Required action » For this exercise, write out exactly the lines from the line containing "Tag woman's outstretched" through the last line of the records, and no other lines.

Collected data

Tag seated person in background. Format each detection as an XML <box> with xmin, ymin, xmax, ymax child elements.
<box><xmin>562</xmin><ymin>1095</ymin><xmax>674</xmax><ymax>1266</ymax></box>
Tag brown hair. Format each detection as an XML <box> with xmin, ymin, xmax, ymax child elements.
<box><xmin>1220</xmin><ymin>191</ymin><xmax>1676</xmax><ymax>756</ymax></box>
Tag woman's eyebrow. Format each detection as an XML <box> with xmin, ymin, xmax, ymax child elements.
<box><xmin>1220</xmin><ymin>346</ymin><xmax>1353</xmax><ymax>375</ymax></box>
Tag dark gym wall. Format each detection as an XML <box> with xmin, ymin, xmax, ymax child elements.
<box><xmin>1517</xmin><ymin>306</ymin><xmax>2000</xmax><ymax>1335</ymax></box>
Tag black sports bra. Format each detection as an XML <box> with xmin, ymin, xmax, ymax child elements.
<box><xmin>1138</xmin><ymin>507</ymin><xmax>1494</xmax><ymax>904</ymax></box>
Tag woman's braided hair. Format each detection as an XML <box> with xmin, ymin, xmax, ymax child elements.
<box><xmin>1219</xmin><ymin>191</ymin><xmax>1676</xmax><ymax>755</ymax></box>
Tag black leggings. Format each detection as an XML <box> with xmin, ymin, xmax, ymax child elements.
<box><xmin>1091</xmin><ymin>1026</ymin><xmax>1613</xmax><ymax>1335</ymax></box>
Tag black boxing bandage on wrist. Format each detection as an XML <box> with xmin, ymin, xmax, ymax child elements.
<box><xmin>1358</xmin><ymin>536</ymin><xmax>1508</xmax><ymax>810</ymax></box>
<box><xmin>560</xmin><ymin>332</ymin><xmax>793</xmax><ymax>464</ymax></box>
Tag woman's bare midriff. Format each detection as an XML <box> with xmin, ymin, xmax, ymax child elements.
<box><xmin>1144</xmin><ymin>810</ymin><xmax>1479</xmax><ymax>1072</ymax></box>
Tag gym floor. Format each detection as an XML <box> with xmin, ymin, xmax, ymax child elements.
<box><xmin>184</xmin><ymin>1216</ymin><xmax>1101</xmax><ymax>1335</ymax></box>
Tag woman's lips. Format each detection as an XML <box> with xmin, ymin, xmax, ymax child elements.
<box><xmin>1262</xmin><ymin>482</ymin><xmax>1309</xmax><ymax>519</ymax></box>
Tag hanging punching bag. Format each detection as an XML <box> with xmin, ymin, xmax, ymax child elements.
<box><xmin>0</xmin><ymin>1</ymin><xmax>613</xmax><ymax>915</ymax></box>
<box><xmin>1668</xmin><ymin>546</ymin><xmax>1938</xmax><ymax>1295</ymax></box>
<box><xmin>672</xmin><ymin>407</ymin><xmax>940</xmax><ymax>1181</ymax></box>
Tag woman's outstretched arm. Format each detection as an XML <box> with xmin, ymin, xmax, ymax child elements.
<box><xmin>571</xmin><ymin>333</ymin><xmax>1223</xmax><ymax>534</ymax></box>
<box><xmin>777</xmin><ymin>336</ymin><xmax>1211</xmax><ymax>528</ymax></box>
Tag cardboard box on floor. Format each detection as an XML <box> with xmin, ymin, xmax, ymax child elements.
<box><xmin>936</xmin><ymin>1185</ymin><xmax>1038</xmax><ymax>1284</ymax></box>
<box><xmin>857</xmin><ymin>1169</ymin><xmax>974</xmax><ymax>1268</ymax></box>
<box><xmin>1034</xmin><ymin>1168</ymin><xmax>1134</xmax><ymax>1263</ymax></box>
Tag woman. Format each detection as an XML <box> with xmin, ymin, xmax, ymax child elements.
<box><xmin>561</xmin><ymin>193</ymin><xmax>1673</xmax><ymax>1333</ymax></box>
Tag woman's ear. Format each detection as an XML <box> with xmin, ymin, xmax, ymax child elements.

Written response »
Tag woman's outstretched arm. Format each detection as an XML <box> with xmin, ymin, xmax, ymax child elements.
<box><xmin>571</xmin><ymin>333</ymin><xmax>1223</xmax><ymax>534</ymax></box>
<box><xmin>777</xmin><ymin>336</ymin><xmax>1211</xmax><ymax>528</ymax></box>
Tag cardboard box on floor. Format each detection as an XML <box> with xmin, ymin, xmax, ymax child elements.
<box><xmin>936</xmin><ymin>1185</ymin><xmax>1038</xmax><ymax>1284</ymax></box>
<box><xmin>857</xmin><ymin>1169</ymin><xmax>974</xmax><ymax>1268</ymax></box>
<box><xmin>1034</xmin><ymin>1168</ymin><xmax>1134</xmax><ymax>1263</ymax></box>
Tag woman. Format each detection as an XML <box> with xmin, ymin, xmax, ymax child elements.
<box><xmin>561</xmin><ymin>193</ymin><xmax>1673</xmax><ymax>1333</ymax></box>
Tag woman's ear. Format each detection as an XML <box> with xmin, ymin, xmax, ymax child elements.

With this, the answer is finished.